原文选段:
--------------------------------------------------

引言:大家都知道“效率”是数据库中非常重要的一个指标,如何提高效率大家可能都会想起索引,但索引又这么多种,什么场合应该使用什么索引呢?哪种索引可以提高我们的效率,哪种索引可以让我们的效率大大降低(有时还不如全表扫描性能好)下面要讲的“索引”如何成为我们的利器而不是灾难!多说一点,由于不同索引的存储结构不同,所以应用在不同组织结构的数据上,本篇文章重点就是:理解不同的技术都适合在什么地方应用!
B-Tree索引
场合:非常适合数据重复度低的字段 例如 身份证号码 手机号码 QQ号等字段,常用于主键 唯一约束,一般在在线交易的项目中用到的多些。
原理:一个键值对应一行(rowid) 格式: 【索引头|键值|rowid】
优点:当没有索引的时候,oracle只能全表扫描where qq=40354446 这个条件那么这样是灰常灰常耗时的,当数据量很大的时候简直会让人崩溃,那么有个B-tree索引我们就像翻书目录一样,直接定位rowid立刻就找到了我们想要的数据,实质减少了I/O操作就提高速度,它有一个显著特点查询性能与表中数据量无关,例如 查2万行的数据用了3 consistent get,当查询1200万行的数据时才用了4 consistent gets。
当我们的字段中使用了主键or唯一约束时,不用想直接可以用B-tree索引
缺点:不适合键值重复率较高的字段上使用,例如 第一章 1-500page 第二章 501-1000page
实验:
alter system flush shared_pool; 清空共享池
alter system flush buffer_cache; 清空数据库缓冲区,都是为了实验需要
创建leo_t1 leo_t2 表
leo_t1 表的object_id列的数据是没有重复值的,我们抽取了10行数据就可以看出来了。
LS@LEO> create table leo_t1 as select object_id,object_name from dba_objects;
LS@LEO> select count(*) from leo_t1;
COUNT(*)
----------
9872
LS@LEO> select * from leo_t1 where rownum <= 10;
OBJECT_ID OBJECT_NAME
---------- -----------
20 ICOL$
44 I_USER1
28 CON$
15 UNDO$
29 C_COBJ#
3 I_OBJ#
25 PROXY_ROLE_DATA$
39 I_IND1
51 I_CDEF2
26 I_PROXY_ROLE_DATA$_1
leo_t2 表的object_id列我们是做了取余操作,值就只有0,1两种,因此重复率较高,如此设置为了说明重复率对B树索引的影响
LS@LEO> create table leo_t2 as select mod(object_id,2) object_ID ,object_name from dba_objects;
LS@LEO> select count(*) from leo_t2;
COUNT(*)

--------------------------------------------------

数据条目:
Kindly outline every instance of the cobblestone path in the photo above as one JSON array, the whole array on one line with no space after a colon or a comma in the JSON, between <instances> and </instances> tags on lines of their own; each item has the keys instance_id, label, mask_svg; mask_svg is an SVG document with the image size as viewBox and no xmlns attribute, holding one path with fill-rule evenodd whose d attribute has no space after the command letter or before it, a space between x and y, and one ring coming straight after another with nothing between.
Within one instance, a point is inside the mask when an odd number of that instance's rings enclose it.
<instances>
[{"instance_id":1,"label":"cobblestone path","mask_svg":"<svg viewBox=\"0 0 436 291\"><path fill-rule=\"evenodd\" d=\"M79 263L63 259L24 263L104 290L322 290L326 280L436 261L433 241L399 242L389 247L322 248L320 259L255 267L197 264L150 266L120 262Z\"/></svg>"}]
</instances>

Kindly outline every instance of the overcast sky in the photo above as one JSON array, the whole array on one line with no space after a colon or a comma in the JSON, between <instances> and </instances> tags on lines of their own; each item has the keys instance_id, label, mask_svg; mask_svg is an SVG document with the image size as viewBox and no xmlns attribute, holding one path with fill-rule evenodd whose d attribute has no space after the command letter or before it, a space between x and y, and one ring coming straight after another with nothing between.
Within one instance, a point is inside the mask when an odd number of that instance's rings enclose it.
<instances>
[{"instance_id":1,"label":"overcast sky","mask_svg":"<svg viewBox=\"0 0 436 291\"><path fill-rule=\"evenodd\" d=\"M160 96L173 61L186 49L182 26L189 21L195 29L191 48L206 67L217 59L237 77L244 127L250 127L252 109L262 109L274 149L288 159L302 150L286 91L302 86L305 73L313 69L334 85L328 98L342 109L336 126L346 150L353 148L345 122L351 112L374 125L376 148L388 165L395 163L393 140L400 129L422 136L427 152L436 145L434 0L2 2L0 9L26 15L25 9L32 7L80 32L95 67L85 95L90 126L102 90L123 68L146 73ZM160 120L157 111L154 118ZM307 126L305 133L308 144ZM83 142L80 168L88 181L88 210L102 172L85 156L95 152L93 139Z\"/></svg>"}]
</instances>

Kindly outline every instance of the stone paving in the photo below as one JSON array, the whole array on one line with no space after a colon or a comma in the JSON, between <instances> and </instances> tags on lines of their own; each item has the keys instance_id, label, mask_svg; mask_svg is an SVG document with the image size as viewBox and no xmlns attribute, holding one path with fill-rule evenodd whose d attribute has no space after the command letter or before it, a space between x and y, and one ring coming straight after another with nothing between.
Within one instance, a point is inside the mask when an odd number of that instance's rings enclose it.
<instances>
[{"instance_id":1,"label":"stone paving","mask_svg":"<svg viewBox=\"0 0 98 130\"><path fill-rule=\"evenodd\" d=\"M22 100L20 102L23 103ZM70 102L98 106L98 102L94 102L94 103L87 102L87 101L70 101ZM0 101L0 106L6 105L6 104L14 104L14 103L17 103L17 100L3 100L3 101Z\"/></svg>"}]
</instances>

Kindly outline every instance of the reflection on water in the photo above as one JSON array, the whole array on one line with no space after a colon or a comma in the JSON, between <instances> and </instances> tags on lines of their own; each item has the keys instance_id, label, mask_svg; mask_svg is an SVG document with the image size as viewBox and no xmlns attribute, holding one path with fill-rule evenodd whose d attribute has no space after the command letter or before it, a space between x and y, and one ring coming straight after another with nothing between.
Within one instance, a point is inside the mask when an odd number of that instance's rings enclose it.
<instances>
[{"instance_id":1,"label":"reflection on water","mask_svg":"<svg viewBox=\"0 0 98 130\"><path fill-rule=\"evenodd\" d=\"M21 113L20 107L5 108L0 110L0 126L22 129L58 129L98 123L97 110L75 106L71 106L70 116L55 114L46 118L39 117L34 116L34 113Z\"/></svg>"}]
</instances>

--------------------------------------------------

任务说明:
1) 根据讲数据库索引的原文，说明为什么B-Tree索引能加快“where qq=40354446”这类条件的查询，用一到三句话回答。
2) 续写这篇讲数据库索引的文章，从它最后停下的地方接着写。
上面的材料另有来源，与原文无关。

参考答案:
1) 没有索引时，Oracle只能做全表扫描，数据量很大时非常耗时。有了B-Tree索引，就能像翻书目录一样直接定位rowid，立刻找到想要的数据。这实质上减少了I/O操作，因此提高了速度。

2)
----------
9873
LS@LEO> select * from leo_t2 where rownum <= 10;
OBJECT_ID OBJECT_NAME
---------- -----------
0 ICOL$
0 I_USER1
0 CON$
1 UNDO$
1 C_COBJ#
1 I_OBJ#
1 PROXY_ROLE_DATA$
1 I_IND1
1 I_CDEF2
0 I_PROXY_ROLE_DATA$_1
LS@LEO> create index leo_t1_index on leo_t1(object_id); 创建B-tree索引,说明 默认创建的都是B-tree索引
Index created.
LS@LEO> create index leo_t2_index on leo_t2(object_ID); 创建B-tree索引
Index created.
让我们看一下leo_t1与leo_t2的重复情况
LS@LEO> select count(distinct(object_id)) from leo_t1; 让我们看一下leo_t1与leo_t2的重复情况,leo_t1没有重复值,leo_t2有很多
COUNT(DISTINCT(OBJECT_ID))
--------------------------
9872
LS@LEO> select count(distinct(object_ID)) from leo_t2;
COUNT(DISTINCT(OBJECT_ID))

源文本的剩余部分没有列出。